▶ [Exercise aim]
Comb the records below for the string "caps" and copy each line where it turns up.

-------- Extracted information --------

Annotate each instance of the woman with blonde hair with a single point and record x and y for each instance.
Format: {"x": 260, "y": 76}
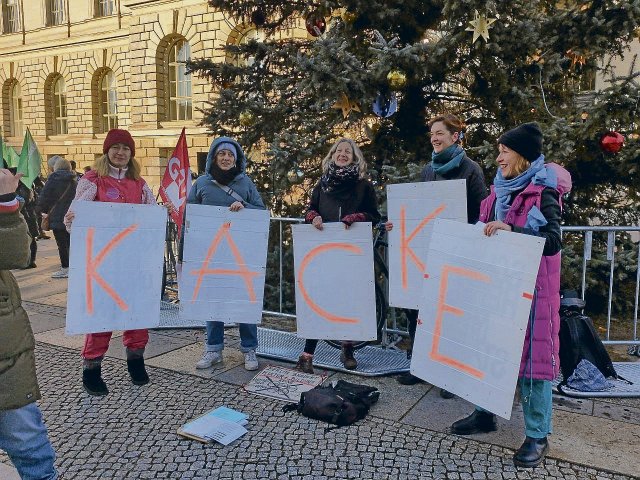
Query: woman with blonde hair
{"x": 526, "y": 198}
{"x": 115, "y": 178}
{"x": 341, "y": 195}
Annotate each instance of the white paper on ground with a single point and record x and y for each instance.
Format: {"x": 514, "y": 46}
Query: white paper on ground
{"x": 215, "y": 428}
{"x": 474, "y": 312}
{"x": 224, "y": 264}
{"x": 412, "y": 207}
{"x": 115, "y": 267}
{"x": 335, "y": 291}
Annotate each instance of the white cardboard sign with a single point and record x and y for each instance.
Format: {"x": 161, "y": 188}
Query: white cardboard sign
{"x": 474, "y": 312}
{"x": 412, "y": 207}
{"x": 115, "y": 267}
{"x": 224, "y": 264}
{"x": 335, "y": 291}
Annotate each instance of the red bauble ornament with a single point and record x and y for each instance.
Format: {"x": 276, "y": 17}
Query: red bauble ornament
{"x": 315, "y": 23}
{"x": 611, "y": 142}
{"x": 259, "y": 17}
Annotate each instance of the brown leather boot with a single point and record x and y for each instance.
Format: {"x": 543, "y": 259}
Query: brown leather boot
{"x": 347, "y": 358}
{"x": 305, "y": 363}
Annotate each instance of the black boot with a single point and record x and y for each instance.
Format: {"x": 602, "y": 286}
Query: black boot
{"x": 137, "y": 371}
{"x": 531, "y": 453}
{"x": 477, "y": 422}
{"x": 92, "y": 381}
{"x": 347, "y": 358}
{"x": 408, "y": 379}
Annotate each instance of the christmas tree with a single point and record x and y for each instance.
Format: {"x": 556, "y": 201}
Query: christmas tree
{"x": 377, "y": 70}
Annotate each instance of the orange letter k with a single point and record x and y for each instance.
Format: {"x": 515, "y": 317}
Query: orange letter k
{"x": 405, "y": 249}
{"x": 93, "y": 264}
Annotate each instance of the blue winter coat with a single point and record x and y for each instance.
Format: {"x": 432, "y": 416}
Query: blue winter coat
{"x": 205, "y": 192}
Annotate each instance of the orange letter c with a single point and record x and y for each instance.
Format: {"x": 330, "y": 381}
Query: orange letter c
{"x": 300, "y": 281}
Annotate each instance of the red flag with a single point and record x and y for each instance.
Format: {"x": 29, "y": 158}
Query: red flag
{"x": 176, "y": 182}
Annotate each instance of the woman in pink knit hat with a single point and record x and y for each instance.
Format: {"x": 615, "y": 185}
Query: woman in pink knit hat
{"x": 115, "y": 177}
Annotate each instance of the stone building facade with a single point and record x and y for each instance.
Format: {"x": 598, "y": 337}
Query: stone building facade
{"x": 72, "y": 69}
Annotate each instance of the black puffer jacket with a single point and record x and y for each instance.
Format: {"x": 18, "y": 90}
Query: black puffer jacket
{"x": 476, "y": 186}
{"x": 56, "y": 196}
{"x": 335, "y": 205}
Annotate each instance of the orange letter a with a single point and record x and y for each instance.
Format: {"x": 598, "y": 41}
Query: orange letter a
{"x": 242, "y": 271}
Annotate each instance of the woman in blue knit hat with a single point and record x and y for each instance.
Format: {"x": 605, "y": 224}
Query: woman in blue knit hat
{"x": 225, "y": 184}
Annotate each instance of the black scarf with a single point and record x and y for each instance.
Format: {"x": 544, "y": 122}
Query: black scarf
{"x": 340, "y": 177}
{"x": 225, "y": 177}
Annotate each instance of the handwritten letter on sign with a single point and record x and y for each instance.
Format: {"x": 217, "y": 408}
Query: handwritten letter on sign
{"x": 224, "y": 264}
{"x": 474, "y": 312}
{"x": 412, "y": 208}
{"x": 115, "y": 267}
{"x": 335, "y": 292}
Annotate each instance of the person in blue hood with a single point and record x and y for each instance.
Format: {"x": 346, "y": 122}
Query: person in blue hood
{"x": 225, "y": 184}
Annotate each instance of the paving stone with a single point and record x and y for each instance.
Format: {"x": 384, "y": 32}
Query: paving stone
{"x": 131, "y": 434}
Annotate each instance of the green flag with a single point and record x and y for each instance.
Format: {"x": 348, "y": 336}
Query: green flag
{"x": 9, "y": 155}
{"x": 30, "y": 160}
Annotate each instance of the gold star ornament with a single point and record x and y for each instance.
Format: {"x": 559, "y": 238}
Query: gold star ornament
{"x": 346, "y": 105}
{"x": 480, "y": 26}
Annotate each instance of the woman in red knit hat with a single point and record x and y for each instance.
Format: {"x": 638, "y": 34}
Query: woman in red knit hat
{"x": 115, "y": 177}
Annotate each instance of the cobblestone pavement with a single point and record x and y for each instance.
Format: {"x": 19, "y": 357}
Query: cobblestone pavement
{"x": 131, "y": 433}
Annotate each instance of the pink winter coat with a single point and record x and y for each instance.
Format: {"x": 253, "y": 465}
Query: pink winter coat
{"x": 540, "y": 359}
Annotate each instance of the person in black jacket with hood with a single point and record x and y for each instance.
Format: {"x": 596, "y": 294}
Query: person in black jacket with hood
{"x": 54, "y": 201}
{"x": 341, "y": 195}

--------
-------- Extracted information --------

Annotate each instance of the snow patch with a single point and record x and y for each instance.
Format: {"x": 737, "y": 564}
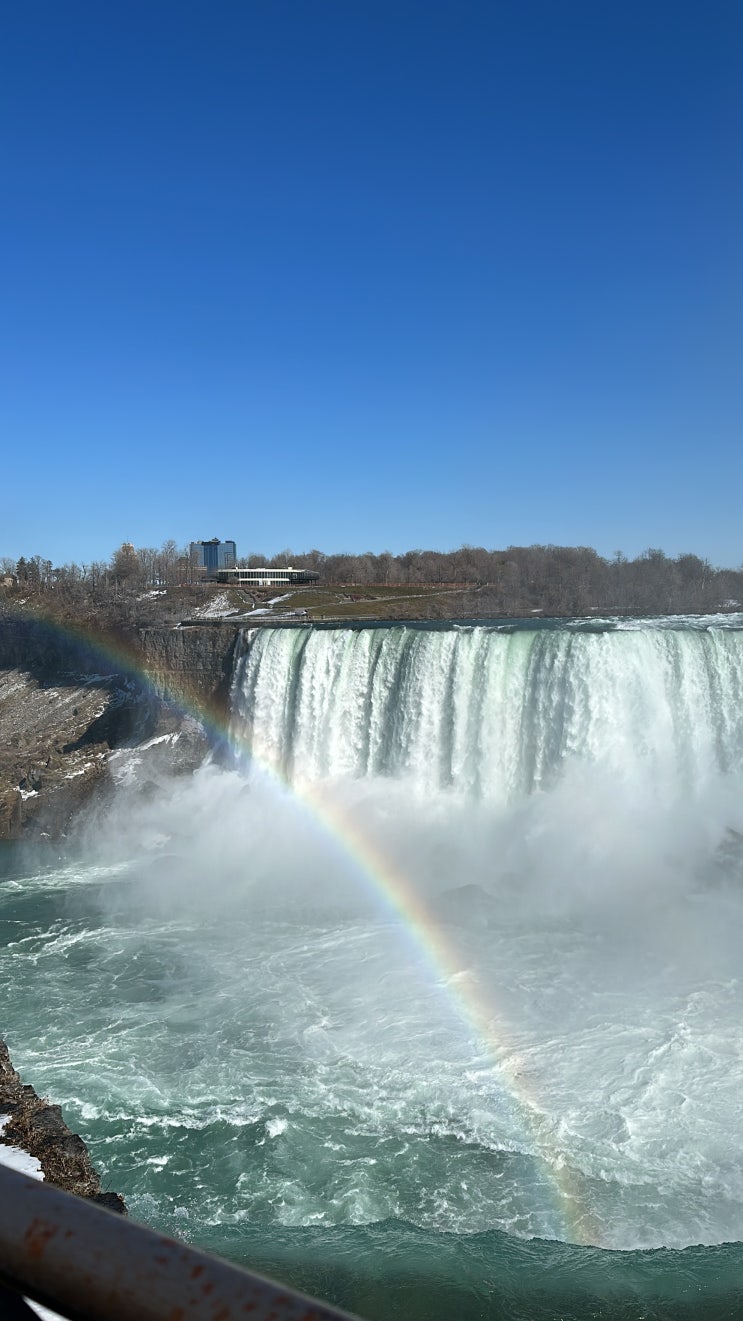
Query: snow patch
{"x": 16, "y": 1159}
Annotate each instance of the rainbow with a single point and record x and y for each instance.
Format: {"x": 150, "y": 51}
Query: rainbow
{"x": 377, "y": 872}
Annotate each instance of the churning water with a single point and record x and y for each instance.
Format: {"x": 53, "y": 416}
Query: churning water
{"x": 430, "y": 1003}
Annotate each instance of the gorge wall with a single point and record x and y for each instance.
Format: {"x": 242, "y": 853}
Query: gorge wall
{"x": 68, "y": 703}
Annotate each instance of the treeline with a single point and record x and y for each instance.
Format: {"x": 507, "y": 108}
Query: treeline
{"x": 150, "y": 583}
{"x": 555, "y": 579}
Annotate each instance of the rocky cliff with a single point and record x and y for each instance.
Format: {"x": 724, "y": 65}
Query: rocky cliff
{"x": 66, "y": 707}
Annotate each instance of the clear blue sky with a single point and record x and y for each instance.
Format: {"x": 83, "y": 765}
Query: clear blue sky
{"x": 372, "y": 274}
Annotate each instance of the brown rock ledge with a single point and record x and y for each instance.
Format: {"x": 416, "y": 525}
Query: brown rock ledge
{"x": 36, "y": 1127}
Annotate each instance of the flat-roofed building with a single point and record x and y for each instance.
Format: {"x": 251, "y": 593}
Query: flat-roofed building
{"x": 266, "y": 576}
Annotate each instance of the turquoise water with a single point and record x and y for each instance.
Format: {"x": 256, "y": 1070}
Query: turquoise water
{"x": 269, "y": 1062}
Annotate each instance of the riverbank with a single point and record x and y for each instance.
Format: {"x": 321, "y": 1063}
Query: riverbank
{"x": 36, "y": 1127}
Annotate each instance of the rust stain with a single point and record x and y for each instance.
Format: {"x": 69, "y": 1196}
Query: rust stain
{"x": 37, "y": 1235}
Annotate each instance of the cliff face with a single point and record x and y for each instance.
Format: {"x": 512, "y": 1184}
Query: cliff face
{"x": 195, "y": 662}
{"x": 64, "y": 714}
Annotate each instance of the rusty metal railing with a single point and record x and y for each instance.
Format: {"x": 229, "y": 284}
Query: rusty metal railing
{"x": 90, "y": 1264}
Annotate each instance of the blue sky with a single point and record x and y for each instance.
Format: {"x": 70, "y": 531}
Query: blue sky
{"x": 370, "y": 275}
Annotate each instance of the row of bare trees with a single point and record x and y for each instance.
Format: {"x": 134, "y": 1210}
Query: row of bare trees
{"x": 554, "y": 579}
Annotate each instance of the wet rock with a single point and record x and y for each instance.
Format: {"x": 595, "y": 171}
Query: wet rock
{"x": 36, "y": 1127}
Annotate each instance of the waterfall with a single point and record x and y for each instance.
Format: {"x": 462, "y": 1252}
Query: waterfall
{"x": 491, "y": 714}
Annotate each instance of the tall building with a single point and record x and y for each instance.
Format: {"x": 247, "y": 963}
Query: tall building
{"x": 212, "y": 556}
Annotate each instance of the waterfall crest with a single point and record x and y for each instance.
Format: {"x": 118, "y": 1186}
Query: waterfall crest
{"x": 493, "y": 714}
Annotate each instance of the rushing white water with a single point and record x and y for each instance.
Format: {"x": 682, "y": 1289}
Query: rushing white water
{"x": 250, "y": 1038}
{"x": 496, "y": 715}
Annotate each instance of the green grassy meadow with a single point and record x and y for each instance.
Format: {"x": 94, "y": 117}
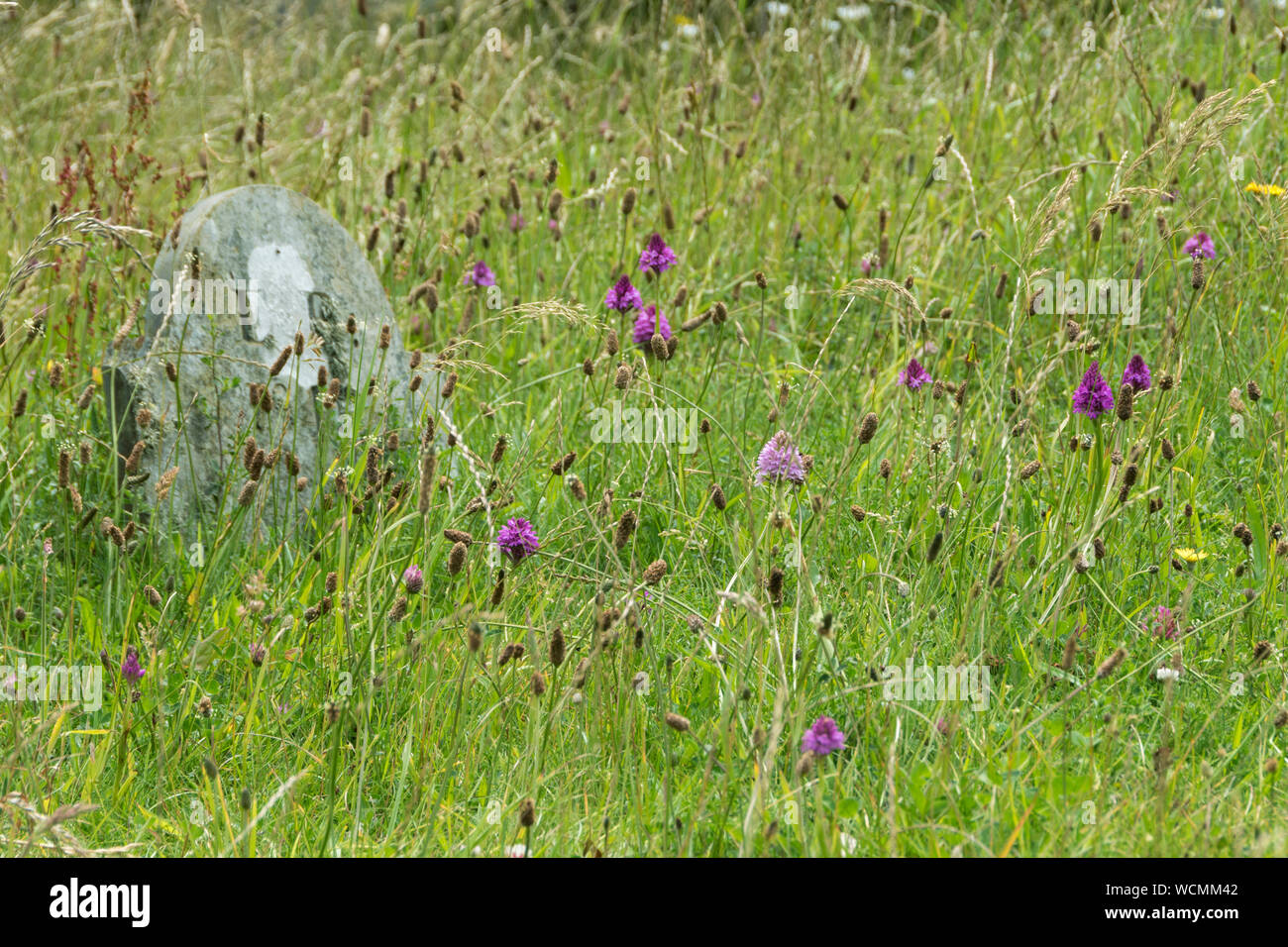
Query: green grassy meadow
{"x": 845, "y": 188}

--------
-------- Extracted information --------

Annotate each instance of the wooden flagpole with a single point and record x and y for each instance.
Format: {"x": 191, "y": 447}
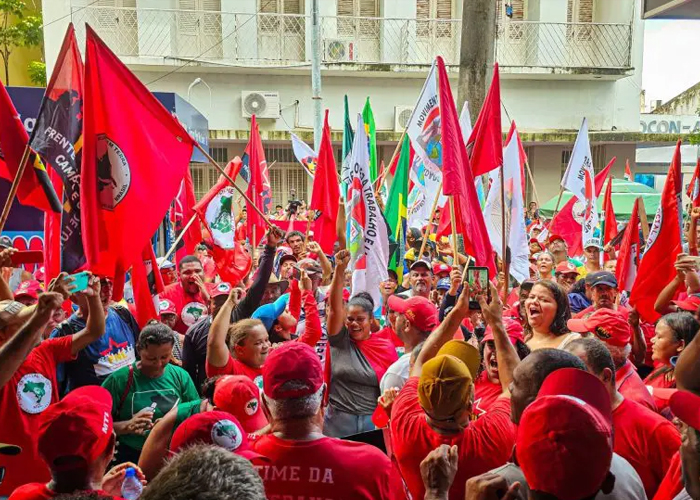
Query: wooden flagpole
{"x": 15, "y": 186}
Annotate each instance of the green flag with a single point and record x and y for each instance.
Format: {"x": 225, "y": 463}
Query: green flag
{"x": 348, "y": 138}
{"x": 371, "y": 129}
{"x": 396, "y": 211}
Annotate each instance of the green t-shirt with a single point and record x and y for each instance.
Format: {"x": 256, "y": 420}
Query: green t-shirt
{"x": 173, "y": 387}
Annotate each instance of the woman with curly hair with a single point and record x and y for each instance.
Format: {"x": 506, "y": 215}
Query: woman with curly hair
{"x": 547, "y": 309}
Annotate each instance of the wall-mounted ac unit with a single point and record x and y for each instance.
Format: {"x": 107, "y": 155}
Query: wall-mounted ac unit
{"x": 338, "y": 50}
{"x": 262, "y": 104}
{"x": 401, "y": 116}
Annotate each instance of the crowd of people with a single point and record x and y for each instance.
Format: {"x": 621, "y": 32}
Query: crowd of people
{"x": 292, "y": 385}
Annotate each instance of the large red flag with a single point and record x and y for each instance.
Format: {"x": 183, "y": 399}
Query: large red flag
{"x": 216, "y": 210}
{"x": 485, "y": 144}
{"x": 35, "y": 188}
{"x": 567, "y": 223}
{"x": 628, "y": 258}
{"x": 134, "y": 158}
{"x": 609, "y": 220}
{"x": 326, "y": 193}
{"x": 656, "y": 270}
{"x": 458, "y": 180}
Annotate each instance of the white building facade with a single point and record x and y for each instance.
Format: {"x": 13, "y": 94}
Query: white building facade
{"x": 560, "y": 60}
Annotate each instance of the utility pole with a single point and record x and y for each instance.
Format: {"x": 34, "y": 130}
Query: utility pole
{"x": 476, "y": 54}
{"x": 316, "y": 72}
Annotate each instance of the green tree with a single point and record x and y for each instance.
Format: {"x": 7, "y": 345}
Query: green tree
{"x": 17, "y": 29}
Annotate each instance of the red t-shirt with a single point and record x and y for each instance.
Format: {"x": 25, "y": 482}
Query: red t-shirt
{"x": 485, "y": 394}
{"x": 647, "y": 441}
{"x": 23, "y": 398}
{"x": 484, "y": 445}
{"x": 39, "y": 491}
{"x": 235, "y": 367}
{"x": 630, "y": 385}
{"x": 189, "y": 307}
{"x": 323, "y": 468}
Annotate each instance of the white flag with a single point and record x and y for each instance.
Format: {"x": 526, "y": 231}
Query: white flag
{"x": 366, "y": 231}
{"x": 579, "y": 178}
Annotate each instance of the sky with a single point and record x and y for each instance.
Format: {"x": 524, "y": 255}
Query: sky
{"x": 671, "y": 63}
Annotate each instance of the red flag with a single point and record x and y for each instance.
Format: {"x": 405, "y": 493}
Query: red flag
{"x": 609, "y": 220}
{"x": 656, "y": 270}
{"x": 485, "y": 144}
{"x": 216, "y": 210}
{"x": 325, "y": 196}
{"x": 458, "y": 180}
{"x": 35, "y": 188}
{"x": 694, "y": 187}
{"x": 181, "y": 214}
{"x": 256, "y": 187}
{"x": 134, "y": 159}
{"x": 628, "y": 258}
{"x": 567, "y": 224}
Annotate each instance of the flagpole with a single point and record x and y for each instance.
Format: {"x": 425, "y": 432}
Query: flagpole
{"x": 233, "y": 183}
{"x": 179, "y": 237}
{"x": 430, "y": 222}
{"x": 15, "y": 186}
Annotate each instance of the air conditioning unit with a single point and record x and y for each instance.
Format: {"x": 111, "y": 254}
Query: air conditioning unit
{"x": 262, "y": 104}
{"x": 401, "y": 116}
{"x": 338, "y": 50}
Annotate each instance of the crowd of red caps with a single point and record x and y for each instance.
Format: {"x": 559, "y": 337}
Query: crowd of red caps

--------

▶ [Answer to the exercise]
Annotate each instance of the crowd of red caps with a single point and record x and y for each instance.
Query: crowd of red caps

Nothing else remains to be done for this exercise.